▶ [TASK DIRECTIONS]: Reproduce the rows from the line containing "point per instance: white breast" through the end of the rows, both ends included, and leave the pictures out of your answer.

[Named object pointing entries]
^^^^

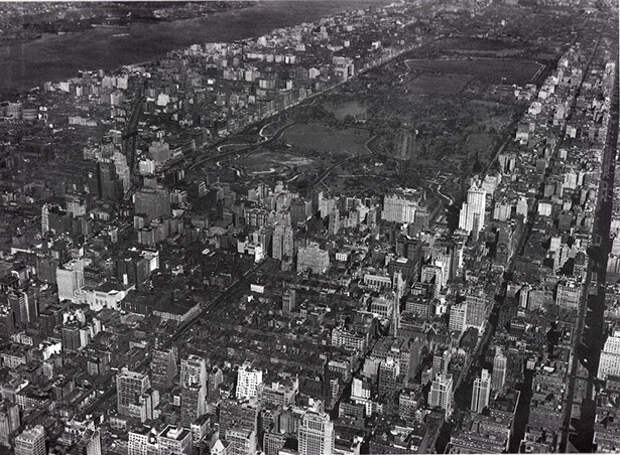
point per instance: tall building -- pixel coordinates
(476, 315)
(473, 211)
(248, 380)
(25, 304)
(152, 202)
(134, 397)
(500, 365)
(9, 421)
(289, 298)
(399, 289)
(89, 443)
(242, 441)
(316, 434)
(334, 221)
(143, 442)
(193, 388)
(283, 242)
(458, 314)
(163, 367)
(440, 395)
(389, 371)
(175, 441)
(70, 278)
(399, 209)
(109, 186)
(238, 414)
(312, 257)
(609, 363)
(31, 441)
(481, 392)
(273, 442)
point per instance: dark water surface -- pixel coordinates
(58, 57)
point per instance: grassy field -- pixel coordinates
(325, 140)
(487, 70)
(438, 85)
(271, 161)
(341, 110)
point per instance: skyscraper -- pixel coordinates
(248, 380)
(500, 364)
(70, 278)
(153, 202)
(472, 213)
(9, 421)
(481, 392)
(440, 395)
(193, 388)
(316, 434)
(132, 398)
(399, 289)
(610, 357)
(90, 443)
(163, 367)
(31, 441)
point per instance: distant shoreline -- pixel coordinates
(59, 57)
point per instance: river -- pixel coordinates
(57, 57)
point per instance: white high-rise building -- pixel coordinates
(610, 357)
(500, 365)
(473, 211)
(69, 279)
(399, 209)
(193, 388)
(248, 380)
(316, 434)
(481, 392)
(440, 395)
(31, 441)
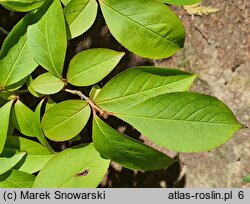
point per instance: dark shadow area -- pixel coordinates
(99, 37)
(165, 178)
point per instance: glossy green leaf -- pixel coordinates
(180, 2)
(65, 2)
(40, 135)
(137, 84)
(47, 84)
(4, 123)
(47, 39)
(49, 104)
(183, 122)
(81, 167)
(126, 151)
(16, 61)
(80, 16)
(16, 85)
(247, 179)
(23, 119)
(37, 155)
(8, 163)
(149, 29)
(91, 66)
(65, 120)
(16, 179)
(22, 5)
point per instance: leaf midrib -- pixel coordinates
(14, 64)
(137, 23)
(118, 149)
(93, 66)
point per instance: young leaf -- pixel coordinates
(16, 85)
(21, 5)
(183, 122)
(91, 66)
(4, 123)
(94, 92)
(23, 119)
(31, 90)
(247, 179)
(80, 16)
(80, 167)
(65, 120)
(47, 39)
(149, 29)
(180, 2)
(47, 84)
(37, 155)
(8, 163)
(16, 179)
(137, 84)
(126, 151)
(16, 61)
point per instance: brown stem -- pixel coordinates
(95, 108)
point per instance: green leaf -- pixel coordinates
(65, 120)
(40, 136)
(65, 2)
(37, 155)
(23, 119)
(8, 163)
(74, 168)
(47, 39)
(247, 179)
(29, 87)
(4, 123)
(80, 16)
(21, 5)
(149, 29)
(15, 86)
(180, 2)
(126, 151)
(91, 66)
(136, 85)
(16, 179)
(16, 61)
(47, 84)
(183, 122)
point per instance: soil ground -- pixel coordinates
(218, 49)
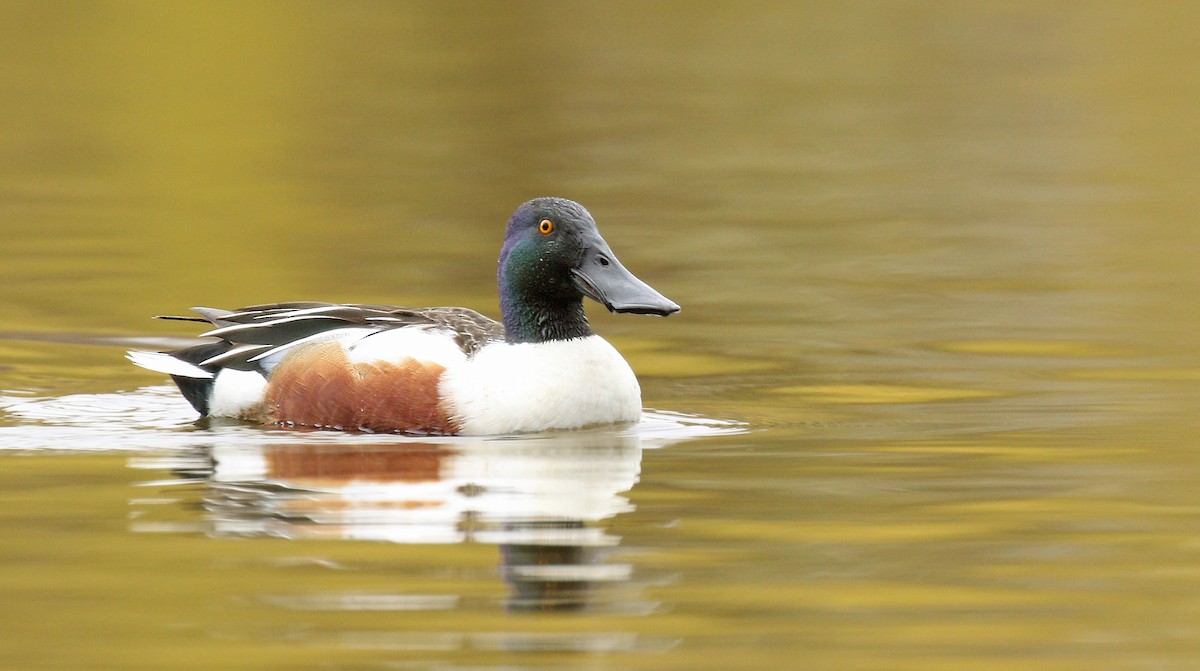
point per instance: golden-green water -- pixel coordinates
(930, 403)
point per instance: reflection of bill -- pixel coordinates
(538, 498)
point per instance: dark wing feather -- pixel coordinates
(250, 333)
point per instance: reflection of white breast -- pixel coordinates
(532, 387)
(568, 477)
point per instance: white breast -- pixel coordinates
(509, 388)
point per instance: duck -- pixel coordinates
(448, 371)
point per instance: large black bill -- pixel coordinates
(605, 280)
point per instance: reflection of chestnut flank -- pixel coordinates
(341, 466)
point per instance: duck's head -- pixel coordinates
(552, 257)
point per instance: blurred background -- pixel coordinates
(940, 259)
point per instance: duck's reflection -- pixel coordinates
(538, 499)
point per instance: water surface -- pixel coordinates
(930, 402)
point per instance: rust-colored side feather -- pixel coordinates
(318, 387)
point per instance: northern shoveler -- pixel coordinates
(437, 370)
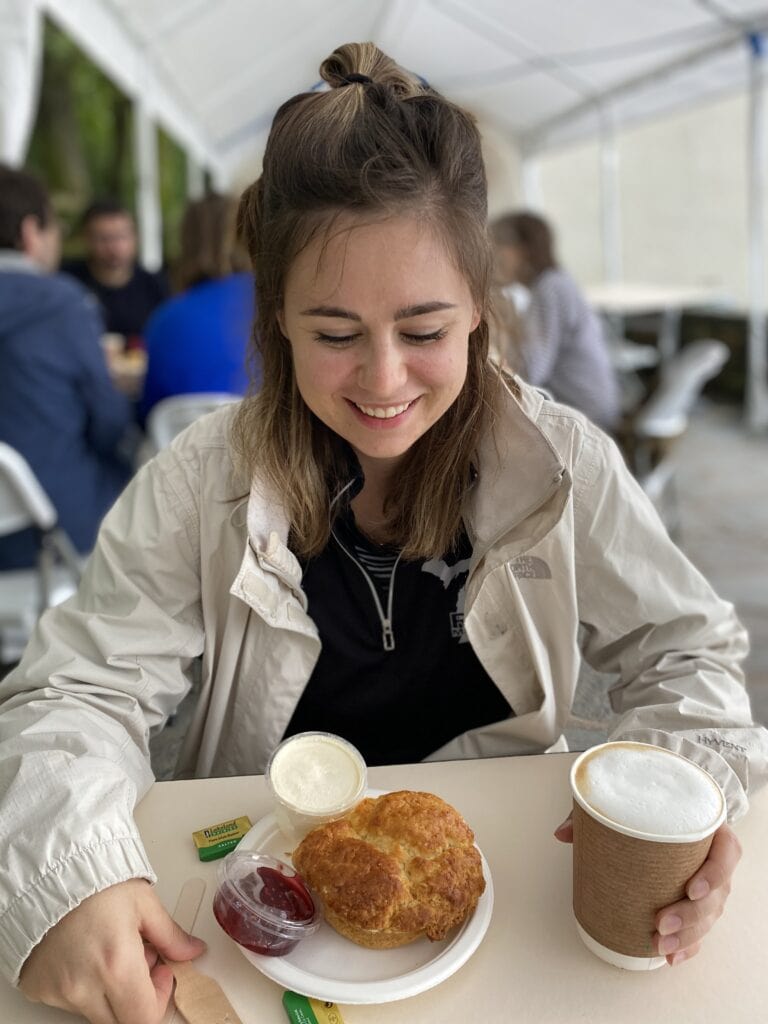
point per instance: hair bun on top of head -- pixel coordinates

^^^^

▶ [SOLUTION]:
point per instance: white breast -- pixel coordinates
(509, 388)
point per instance: duck -- pixel coordinates
(448, 371)
point per instance: large black bill -- pixel coordinates
(605, 280)
point per instance: reflection of chestnut flank -- pixel coordinates
(341, 466)
point per instance: duck's head -- pixel coordinates
(552, 257)
point per instance: blurred background -- pixel coordinates
(940, 259)
point per instance: duck's reflection -- pixel coordinates
(538, 499)
point per instance: water surface -- pixel coordinates
(930, 402)
point per instance: rust-colored side feather -- pixel coordinates
(318, 387)
point per instance: northern shoveler -- pixel coordinates
(437, 370)
point per instance: hair bun on top of head -- pixel coordinates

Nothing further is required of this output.